Requirements:
Can you copy out, word for word, the lines of the data below running from the line with "Verify whether the image above contains any sofa cushion." through the line with "78;267;269;400", including both of those lines?

Region labeling data:
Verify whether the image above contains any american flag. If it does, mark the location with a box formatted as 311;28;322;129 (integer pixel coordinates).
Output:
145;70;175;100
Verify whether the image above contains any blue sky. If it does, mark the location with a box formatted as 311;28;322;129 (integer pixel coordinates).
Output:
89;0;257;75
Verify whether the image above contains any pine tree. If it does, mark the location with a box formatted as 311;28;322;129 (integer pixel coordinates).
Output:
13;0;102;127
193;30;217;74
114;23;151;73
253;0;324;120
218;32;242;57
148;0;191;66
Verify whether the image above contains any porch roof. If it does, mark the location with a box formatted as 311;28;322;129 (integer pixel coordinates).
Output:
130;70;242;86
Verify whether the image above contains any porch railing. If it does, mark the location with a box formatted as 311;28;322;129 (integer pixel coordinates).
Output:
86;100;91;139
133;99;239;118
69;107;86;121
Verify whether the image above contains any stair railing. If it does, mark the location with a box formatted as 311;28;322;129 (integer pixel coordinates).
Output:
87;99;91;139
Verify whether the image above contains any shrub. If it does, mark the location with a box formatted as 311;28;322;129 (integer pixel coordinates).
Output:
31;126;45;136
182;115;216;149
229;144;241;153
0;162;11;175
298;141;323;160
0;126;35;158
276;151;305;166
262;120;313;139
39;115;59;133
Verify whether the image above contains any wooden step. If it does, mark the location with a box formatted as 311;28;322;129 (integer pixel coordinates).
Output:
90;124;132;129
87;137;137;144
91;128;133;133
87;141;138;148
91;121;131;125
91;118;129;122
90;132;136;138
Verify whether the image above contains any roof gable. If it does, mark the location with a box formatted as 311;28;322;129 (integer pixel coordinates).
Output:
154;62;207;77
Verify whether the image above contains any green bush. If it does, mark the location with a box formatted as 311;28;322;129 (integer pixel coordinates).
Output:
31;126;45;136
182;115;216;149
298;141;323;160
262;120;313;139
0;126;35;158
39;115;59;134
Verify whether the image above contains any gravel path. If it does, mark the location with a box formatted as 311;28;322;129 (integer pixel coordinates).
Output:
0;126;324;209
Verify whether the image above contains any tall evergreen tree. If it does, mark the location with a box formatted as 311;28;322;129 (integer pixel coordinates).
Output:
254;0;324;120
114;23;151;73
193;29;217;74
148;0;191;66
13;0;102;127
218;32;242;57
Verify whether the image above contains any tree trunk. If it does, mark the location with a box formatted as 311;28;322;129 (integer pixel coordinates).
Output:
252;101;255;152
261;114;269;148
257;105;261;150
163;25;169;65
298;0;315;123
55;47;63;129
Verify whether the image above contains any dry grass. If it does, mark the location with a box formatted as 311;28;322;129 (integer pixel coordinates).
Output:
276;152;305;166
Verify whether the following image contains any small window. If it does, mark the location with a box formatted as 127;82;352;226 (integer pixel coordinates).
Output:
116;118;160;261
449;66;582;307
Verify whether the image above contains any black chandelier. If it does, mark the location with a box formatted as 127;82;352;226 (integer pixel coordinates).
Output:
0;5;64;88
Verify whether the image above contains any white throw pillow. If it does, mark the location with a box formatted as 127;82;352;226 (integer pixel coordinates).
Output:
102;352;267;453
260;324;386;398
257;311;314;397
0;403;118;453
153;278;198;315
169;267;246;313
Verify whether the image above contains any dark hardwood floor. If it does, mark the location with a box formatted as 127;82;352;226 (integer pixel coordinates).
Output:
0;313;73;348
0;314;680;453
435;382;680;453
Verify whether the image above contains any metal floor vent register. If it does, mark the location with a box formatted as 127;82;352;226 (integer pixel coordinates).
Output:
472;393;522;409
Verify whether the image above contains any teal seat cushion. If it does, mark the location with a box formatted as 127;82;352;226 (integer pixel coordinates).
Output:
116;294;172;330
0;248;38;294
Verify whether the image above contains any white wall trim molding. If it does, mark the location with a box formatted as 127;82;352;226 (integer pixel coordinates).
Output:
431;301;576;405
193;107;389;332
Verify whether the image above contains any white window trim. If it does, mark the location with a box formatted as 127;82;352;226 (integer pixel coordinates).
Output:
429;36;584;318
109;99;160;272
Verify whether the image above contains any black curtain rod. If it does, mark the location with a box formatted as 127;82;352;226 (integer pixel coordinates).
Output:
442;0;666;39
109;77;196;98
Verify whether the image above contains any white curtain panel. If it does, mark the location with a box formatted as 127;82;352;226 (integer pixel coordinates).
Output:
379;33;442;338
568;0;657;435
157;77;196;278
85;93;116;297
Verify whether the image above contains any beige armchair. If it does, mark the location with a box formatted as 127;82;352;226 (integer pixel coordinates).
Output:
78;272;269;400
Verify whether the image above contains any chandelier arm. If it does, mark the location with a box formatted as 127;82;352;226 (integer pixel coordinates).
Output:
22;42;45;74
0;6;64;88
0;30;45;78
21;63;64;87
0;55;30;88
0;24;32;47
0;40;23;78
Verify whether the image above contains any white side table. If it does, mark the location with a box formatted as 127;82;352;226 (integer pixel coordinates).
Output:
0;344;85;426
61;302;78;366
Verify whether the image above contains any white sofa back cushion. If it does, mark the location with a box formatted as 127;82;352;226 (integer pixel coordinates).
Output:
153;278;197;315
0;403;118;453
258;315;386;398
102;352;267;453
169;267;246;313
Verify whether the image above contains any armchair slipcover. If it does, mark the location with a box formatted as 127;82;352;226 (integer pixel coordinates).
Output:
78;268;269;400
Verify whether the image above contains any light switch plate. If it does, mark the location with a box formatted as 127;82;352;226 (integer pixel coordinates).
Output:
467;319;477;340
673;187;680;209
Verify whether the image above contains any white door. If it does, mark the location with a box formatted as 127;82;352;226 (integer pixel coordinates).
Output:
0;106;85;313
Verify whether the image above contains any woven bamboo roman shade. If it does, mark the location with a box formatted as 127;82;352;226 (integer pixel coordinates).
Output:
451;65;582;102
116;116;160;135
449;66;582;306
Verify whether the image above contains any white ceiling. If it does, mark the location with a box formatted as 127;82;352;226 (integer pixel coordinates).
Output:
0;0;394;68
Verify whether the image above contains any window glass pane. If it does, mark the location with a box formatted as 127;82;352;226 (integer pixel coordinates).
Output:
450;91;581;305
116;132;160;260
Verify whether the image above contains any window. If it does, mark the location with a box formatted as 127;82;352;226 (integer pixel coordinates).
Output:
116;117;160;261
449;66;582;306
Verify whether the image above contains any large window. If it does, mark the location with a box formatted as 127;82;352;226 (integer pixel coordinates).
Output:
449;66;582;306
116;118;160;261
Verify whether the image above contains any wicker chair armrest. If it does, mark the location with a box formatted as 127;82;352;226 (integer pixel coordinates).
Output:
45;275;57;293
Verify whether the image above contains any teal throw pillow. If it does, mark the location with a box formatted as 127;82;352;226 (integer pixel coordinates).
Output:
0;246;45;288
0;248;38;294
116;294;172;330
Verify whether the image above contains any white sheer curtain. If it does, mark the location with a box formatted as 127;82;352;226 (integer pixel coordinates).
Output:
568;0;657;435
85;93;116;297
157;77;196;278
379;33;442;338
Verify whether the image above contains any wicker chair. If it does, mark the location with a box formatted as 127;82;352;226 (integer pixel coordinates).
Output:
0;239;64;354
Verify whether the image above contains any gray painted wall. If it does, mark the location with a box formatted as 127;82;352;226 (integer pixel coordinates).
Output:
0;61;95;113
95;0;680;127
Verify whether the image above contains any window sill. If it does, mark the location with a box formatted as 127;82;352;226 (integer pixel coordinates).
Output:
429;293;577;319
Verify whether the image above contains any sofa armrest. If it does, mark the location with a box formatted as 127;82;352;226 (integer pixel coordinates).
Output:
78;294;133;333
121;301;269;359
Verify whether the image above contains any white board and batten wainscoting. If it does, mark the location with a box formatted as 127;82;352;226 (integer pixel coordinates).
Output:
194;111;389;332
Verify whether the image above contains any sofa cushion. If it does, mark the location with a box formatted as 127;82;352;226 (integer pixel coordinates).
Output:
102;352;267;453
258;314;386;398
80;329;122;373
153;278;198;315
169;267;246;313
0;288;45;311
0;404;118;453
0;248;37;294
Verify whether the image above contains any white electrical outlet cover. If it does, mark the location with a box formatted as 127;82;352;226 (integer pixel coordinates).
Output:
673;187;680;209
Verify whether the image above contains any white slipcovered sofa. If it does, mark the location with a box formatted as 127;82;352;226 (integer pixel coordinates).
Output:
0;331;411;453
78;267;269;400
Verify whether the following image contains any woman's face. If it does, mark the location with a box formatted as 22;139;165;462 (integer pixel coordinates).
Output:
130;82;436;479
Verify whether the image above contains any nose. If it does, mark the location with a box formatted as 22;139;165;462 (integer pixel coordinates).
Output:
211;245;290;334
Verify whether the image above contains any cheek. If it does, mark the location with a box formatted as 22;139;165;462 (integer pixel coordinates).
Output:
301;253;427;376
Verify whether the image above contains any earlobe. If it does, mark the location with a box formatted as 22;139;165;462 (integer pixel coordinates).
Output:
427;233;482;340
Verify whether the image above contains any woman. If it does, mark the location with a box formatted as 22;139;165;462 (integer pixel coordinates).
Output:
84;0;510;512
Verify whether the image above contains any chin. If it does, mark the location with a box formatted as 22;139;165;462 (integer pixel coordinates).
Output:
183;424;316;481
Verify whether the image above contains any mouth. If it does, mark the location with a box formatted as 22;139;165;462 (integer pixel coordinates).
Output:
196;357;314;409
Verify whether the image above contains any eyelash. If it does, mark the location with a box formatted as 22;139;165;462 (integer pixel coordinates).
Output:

Response:
Verify whether the image above contains any sofa cushion. If it does, mark the location with a box formatted as 127;82;352;226 (integer pixel coordinates).
Output:
102;352;267;453
258;314;386;398
80;329;122;373
153;278;198;315
169;267;246;313
0;288;45;311
0;404;118;453
0;248;37;294
Verify whether the image above contains any white electrical outlet cover. If it does, mark the location with a box formatted as 127;82;352;226 (integer pixel coordinates).
Output:
673;187;680;209
Verify whether the image above contains any white slipcovered sofa. If it does, mark the location with a box formatted as 127;82;352;226 (integer pixel coordinates).
Output:
0;331;411;453
78;267;269;400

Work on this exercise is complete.